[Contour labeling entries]

┌──

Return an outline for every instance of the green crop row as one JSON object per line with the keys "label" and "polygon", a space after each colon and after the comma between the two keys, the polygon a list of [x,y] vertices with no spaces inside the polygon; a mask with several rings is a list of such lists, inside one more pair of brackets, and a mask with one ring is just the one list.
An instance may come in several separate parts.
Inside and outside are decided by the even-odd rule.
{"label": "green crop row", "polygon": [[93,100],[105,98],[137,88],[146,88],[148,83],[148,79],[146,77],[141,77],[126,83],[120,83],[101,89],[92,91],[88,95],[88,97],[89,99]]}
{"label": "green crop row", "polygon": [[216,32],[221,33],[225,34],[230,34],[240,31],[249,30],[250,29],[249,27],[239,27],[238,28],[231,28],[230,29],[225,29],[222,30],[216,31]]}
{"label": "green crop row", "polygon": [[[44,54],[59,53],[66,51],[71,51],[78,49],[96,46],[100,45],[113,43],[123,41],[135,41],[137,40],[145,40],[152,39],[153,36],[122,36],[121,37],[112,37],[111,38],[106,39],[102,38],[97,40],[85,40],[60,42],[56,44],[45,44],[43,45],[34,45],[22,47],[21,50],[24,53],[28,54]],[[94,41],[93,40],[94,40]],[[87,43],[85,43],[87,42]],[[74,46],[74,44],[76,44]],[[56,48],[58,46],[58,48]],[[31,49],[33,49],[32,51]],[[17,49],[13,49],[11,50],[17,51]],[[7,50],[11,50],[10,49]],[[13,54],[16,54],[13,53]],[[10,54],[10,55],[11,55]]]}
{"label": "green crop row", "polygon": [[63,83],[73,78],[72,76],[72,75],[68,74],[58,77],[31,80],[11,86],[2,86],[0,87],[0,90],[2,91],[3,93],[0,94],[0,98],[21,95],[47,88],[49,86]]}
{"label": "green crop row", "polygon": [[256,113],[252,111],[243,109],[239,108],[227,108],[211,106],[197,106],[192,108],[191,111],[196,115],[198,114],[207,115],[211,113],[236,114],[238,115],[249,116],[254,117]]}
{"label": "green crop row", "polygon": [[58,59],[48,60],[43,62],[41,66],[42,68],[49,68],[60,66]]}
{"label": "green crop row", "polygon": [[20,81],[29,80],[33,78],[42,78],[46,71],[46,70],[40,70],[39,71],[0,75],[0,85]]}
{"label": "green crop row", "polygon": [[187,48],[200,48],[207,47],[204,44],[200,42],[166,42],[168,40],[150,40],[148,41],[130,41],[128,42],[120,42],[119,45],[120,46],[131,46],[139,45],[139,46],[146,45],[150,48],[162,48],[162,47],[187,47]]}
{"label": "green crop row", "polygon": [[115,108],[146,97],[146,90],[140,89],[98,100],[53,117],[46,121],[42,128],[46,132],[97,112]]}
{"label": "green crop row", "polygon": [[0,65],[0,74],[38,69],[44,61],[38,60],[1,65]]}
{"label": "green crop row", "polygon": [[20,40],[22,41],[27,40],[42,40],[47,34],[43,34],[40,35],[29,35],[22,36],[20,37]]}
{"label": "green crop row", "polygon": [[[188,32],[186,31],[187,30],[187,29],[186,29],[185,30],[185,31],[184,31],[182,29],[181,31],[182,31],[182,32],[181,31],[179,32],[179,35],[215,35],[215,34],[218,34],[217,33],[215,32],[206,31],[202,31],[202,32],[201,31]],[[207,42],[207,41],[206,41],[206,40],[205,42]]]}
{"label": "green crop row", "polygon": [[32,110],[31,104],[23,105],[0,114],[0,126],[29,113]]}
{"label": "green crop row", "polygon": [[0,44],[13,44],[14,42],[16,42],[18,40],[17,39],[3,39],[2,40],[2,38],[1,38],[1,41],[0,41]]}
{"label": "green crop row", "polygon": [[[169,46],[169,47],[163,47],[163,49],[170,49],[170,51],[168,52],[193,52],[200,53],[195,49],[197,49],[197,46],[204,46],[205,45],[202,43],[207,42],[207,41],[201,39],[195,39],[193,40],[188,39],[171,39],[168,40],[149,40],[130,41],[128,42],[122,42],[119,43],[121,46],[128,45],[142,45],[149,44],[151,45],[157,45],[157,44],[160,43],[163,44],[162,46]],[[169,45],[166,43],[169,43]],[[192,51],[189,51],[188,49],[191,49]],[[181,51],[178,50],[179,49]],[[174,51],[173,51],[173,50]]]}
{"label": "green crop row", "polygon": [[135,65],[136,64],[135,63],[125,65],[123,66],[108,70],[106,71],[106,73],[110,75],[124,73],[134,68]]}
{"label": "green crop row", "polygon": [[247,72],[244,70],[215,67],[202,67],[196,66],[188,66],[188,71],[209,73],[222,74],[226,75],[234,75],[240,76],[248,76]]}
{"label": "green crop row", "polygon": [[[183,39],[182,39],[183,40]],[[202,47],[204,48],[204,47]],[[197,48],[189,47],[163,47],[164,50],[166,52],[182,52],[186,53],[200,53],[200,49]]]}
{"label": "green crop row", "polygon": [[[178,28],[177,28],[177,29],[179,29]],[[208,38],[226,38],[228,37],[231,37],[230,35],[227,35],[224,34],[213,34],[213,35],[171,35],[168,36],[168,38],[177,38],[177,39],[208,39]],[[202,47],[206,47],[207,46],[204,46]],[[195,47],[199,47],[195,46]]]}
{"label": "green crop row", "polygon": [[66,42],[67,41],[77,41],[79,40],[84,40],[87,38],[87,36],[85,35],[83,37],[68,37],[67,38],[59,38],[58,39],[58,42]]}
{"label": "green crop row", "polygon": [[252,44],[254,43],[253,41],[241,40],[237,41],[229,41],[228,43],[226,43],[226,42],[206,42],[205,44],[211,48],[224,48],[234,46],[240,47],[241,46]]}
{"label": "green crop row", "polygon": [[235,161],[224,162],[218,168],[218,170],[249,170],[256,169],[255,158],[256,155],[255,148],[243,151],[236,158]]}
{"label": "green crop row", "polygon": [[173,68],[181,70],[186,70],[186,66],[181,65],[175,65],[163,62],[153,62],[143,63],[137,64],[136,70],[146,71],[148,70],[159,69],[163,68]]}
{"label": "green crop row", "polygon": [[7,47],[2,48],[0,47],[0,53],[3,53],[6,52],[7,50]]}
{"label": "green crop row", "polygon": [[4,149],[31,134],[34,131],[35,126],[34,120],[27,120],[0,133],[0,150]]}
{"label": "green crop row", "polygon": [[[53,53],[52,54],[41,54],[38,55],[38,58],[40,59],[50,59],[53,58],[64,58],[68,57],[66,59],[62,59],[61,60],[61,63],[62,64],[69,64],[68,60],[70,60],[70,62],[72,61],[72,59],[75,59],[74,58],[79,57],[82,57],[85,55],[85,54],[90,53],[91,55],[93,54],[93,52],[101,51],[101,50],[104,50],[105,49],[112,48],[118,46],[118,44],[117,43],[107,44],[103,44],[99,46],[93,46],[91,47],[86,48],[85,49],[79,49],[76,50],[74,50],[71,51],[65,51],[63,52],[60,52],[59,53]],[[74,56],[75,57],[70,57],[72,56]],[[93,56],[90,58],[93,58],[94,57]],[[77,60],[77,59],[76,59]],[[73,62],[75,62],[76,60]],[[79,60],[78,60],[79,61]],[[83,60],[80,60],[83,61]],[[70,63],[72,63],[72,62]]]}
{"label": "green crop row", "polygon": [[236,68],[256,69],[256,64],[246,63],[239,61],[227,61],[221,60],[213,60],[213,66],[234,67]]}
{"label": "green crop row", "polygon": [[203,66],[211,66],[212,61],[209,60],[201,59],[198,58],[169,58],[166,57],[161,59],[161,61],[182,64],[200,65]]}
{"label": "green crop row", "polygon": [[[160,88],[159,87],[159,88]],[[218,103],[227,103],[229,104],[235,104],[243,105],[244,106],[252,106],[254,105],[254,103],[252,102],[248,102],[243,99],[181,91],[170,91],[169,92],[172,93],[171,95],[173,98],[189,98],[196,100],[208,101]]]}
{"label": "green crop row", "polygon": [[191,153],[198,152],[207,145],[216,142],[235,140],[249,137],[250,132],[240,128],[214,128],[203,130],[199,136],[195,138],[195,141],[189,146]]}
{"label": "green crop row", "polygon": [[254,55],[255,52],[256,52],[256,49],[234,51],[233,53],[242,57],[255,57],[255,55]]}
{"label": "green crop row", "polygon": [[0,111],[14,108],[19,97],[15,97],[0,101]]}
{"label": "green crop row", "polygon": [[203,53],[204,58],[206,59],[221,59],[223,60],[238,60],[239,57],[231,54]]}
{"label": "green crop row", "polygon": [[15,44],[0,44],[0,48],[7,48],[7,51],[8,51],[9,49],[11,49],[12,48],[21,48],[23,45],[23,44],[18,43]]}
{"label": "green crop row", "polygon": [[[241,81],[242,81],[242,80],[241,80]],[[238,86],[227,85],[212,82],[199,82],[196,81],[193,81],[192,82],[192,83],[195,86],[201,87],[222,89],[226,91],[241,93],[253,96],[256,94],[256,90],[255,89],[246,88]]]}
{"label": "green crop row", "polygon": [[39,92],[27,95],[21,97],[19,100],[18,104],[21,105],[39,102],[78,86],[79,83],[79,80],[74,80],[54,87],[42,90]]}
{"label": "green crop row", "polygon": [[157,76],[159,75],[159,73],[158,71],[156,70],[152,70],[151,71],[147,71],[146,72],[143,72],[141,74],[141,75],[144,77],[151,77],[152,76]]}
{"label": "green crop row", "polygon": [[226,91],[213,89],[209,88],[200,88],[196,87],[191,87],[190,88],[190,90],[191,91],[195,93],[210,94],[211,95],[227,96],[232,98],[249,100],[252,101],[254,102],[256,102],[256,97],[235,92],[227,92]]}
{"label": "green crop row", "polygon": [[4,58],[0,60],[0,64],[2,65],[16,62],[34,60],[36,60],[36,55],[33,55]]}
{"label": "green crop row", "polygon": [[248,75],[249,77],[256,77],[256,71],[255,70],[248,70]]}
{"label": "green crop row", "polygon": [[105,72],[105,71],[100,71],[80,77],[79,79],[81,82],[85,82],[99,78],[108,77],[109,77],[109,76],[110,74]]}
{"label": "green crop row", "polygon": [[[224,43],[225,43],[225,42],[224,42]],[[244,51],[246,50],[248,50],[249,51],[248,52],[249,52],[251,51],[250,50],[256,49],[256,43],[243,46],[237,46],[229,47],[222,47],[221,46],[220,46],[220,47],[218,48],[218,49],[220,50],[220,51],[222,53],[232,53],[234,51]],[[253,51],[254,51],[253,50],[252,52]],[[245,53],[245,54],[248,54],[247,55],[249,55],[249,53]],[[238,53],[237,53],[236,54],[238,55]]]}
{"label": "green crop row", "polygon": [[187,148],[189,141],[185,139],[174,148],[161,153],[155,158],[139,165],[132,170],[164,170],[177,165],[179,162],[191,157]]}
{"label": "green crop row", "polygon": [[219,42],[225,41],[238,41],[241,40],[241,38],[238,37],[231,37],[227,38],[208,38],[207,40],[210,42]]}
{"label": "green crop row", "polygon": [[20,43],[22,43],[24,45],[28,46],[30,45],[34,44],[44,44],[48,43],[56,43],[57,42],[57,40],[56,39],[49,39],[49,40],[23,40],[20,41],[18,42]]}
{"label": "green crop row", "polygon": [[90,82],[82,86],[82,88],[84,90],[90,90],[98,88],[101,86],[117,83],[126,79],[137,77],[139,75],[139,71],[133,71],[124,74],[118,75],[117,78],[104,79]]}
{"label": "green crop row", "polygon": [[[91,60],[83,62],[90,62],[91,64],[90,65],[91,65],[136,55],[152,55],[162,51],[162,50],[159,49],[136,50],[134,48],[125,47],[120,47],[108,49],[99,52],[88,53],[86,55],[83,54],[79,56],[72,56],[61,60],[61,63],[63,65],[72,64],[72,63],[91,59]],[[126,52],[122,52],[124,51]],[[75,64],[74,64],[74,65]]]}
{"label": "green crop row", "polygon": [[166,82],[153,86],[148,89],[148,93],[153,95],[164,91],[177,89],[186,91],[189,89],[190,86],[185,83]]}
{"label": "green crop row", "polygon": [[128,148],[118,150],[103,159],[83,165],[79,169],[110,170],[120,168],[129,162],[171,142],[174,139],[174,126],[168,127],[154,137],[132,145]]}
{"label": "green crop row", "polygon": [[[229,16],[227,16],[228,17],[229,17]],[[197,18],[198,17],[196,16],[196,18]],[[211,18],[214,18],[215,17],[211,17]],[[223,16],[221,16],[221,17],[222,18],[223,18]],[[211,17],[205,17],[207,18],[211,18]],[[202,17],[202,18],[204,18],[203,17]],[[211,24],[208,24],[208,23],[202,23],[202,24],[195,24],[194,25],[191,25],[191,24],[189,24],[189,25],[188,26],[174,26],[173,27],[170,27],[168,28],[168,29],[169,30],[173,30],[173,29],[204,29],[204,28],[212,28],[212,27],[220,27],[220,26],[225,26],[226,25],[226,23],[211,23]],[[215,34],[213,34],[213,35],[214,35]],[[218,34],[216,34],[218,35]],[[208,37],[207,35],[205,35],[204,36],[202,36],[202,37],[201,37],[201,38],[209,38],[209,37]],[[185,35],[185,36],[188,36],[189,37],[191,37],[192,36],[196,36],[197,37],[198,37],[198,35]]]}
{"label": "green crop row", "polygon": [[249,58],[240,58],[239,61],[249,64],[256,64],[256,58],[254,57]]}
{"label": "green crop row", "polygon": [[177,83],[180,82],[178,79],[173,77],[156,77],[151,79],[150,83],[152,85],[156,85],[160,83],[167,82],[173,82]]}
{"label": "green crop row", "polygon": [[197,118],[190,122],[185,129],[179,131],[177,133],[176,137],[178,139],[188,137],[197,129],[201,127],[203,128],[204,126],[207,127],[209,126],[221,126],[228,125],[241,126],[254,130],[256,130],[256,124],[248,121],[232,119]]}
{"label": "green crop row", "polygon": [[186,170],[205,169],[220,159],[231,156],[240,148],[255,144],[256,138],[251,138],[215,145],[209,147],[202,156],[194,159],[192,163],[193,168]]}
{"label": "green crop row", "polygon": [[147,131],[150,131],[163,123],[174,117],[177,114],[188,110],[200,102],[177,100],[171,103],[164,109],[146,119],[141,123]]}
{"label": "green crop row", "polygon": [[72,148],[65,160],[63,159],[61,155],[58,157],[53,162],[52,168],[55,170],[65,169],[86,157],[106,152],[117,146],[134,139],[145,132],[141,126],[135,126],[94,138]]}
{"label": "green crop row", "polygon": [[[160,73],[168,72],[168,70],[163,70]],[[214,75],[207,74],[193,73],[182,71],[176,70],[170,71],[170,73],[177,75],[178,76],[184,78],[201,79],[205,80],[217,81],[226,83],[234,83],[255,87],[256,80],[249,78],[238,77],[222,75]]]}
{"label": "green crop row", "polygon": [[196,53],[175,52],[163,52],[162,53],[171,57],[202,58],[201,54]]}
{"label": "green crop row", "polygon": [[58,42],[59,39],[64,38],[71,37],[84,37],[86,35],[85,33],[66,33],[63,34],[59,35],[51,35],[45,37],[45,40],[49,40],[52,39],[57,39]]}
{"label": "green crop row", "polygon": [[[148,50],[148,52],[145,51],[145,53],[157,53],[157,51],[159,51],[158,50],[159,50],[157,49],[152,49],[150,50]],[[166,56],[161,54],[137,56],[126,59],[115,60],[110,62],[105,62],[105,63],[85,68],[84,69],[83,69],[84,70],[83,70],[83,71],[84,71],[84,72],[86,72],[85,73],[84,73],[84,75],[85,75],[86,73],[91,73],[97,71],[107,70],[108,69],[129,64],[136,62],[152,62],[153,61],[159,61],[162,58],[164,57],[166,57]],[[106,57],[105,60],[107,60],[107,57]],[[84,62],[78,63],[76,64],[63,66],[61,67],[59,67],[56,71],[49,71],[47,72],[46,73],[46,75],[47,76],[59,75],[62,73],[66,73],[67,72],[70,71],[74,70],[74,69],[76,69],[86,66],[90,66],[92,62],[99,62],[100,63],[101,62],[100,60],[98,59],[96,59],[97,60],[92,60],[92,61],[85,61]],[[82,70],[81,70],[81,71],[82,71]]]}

└──

- _INSTRUCTIONS FOR THE TASK_:
Can you rewrite the lines from the first one through the line with "Inside and outside", changing "separate" to "distinct" and keeping everything else the same?

- _EXERCISE ANSWER_:
Return an outline for every instance of the green crop row as one JSON object per line with the keys "label" and "polygon", a space after each colon and after the comma between the two keys, the polygon a list of [x,y] vertices with no spaces inside the polygon; a mask with several rings is a list of such lists, inside one more pair of brackets, and a mask with one ring is just the one list.
An instance may come in several distinct parts.
Inside and outside are decided by the even-odd rule.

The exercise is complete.